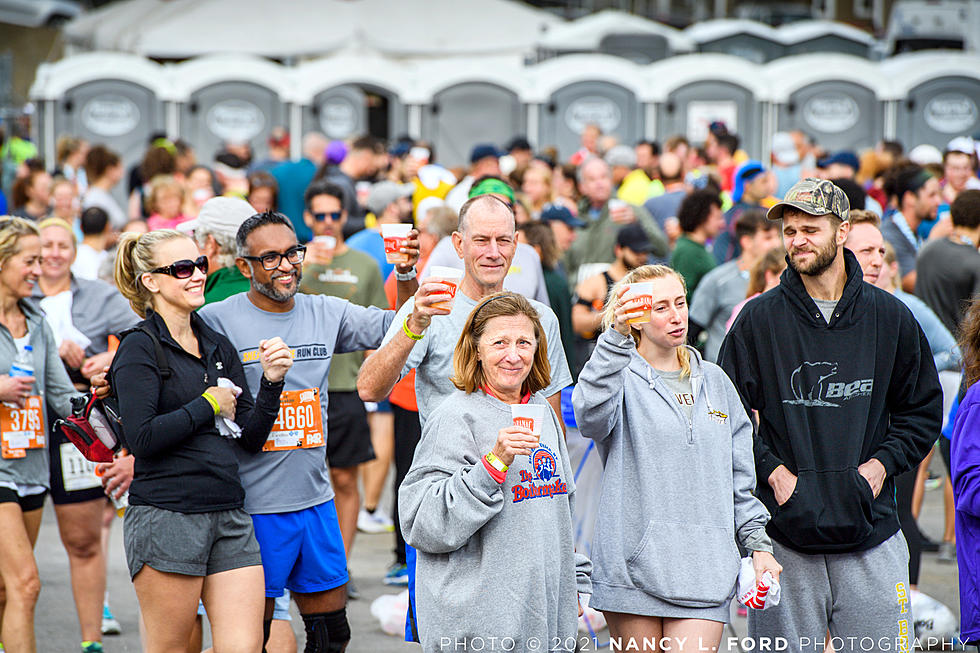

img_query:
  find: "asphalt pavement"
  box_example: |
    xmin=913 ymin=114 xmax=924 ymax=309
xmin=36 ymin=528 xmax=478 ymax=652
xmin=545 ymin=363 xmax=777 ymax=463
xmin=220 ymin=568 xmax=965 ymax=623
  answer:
xmin=36 ymin=448 xmax=959 ymax=653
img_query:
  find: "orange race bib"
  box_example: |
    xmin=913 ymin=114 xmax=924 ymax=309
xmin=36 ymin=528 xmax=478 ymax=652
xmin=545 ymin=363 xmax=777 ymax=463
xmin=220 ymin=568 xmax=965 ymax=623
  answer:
xmin=0 ymin=395 xmax=45 ymax=458
xmin=262 ymin=388 xmax=323 ymax=451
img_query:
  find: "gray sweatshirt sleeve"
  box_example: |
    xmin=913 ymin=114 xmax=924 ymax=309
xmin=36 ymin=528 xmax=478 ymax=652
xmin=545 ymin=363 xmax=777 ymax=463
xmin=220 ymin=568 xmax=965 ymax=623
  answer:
xmin=722 ymin=373 xmax=772 ymax=553
xmin=572 ymin=328 xmax=636 ymax=442
xmin=398 ymin=411 xmax=504 ymax=553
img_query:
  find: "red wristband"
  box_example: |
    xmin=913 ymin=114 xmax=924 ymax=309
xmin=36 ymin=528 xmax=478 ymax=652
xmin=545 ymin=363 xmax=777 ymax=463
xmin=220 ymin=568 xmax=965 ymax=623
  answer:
xmin=480 ymin=456 xmax=507 ymax=485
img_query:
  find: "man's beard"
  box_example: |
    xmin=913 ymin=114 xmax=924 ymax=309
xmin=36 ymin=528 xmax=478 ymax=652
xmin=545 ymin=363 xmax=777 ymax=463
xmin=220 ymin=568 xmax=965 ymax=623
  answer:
xmin=789 ymin=240 xmax=837 ymax=277
xmin=252 ymin=268 xmax=303 ymax=302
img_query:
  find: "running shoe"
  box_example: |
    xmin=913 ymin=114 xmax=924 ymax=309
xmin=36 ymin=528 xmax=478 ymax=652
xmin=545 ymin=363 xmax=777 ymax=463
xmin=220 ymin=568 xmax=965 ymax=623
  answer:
xmin=384 ymin=562 xmax=408 ymax=587
xmin=357 ymin=508 xmax=395 ymax=533
xmin=99 ymin=603 xmax=122 ymax=646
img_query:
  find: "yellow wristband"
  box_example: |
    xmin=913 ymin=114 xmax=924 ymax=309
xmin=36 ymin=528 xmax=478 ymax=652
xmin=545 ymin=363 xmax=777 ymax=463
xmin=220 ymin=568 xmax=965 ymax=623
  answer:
xmin=487 ymin=451 xmax=510 ymax=472
xmin=402 ymin=317 xmax=425 ymax=341
xmin=201 ymin=392 xmax=221 ymax=415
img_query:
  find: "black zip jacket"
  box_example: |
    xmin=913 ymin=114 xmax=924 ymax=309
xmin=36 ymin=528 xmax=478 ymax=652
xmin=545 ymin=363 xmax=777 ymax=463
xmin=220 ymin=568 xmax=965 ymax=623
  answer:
xmin=112 ymin=312 xmax=284 ymax=513
xmin=718 ymin=249 xmax=942 ymax=553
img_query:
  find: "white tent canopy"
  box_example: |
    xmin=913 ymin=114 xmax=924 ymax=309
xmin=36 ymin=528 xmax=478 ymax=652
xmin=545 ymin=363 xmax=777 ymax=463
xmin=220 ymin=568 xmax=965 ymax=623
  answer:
xmin=65 ymin=0 xmax=562 ymax=59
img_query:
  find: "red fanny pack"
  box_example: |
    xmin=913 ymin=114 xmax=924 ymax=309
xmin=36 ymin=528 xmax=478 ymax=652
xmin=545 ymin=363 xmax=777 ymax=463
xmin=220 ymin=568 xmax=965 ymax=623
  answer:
※ ※ ※
__Aim__. Please write out every one of the rows above word for word, leaving the pictures out of your answer.

__The output__.
img_query:
  find: "asphalt pavement"
  box_example: |
    xmin=913 ymin=114 xmax=924 ymax=309
xmin=36 ymin=528 xmax=478 ymax=652
xmin=545 ymin=363 xmax=777 ymax=463
xmin=220 ymin=568 xmax=965 ymax=623
  answer:
xmin=36 ymin=448 xmax=959 ymax=653
img_query:
  find: "orange race bib"
  box_example: |
    xmin=913 ymin=114 xmax=924 ymax=309
xmin=36 ymin=528 xmax=478 ymax=652
xmin=545 ymin=363 xmax=777 ymax=463
xmin=220 ymin=568 xmax=965 ymax=623
  answer:
xmin=0 ymin=395 xmax=45 ymax=458
xmin=262 ymin=388 xmax=323 ymax=451
img_query:
  find: "gray sweatshirt sleeve"
  box_example: |
    xmin=913 ymin=114 xmax=924 ymax=309
xmin=36 ymin=528 xmax=478 ymax=652
xmin=545 ymin=363 xmax=777 ymax=463
xmin=220 ymin=568 xmax=965 ymax=623
  answer:
xmin=722 ymin=373 xmax=772 ymax=553
xmin=572 ymin=328 xmax=636 ymax=442
xmin=398 ymin=411 xmax=504 ymax=553
img_query:
  find: "red wristband"
  box_example: |
    xmin=913 ymin=114 xmax=924 ymax=309
xmin=36 ymin=528 xmax=478 ymax=652
xmin=545 ymin=363 xmax=777 ymax=463
xmin=220 ymin=568 xmax=965 ymax=623
  answer:
xmin=480 ymin=456 xmax=507 ymax=485
img_query:
  find: "man's beard"
  box_example: |
    xmin=913 ymin=114 xmax=924 ymax=309
xmin=36 ymin=528 xmax=478 ymax=652
xmin=545 ymin=363 xmax=777 ymax=463
xmin=220 ymin=568 xmax=965 ymax=623
  answer:
xmin=789 ymin=240 xmax=837 ymax=277
xmin=252 ymin=268 xmax=303 ymax=302
img_query:
  find: "running shoe"
  box_example: |
    xmin=913 ymin=114 xmax=924 ymax=309
xmin=36 ymin=528 xmax=478 ymax=652
xmin=545 ymin=363 xmax=777 ymax=463
xmin=220 ymin=568 xmax=965 ymax=623
  answer:
xmin=384 ymin=562 xmax=408 ymax=587
xmin=357 ymin=508 xmax=395 ymax=533
xmin=99 ymin=603 xmax=122 ymax=646
img_query:
  find: "yellow wristband"
  box_example: |
    xmin=913 ymin=114 xmax=924 ymax=309
xmin=36 ymin=528 xmax=478 ymax=652
xmin=545 ymin=363 xmax=777 ymax=463
xmin=220 ymin=568 xmax=965 ymax=623
  answer:
xmin=487 ymin=451 xmax=510 ymax=472
xmin=402 ymin=317 xmax=425 ymax=341
xmin=201 ymin=392 xmax=221 ymax=415
img_query:
  find: "black zip jacket"
  box_example: |
    xmin=913 ymin=114 xmax=924 ymax=309
xmin=36 ymin=528 xmax=478 ymax=652
xmin=545 ymin=363 xmax=777 ymax=463
xmin=220 ymin=568 xmax=965 ymax=623
  answer:
xmin=112 ymin=312 xmax=284 ymax=513
xmin=718 ymin=249 xmax=942 ymax=553
img_query:
  find: "white tent canopy"
  box_example: |
    xmin=913 ymin=114 xmax=924 ymax=309
xmin=36 ymin=528 xmax=478 ymax=652
xmin=545 ymin=363 xmax=777 ymax=463
xmin=220 ymin=568 xmax=965 ymax=623
  answer:
xmin=65 ymin=0 xmax=562 ymax=59
img_query:
  find: "red fanny pack"
  box_example: |
    xmin=913 ymin=114 xmax=924 ymax=309
xmin=36 ymin=528 xmax=478 ymax=652
xmin=545 ymin=363 xmax=777 ymax=463
xmin=220 ymin=568 xmax=965 ymax=623
  answer:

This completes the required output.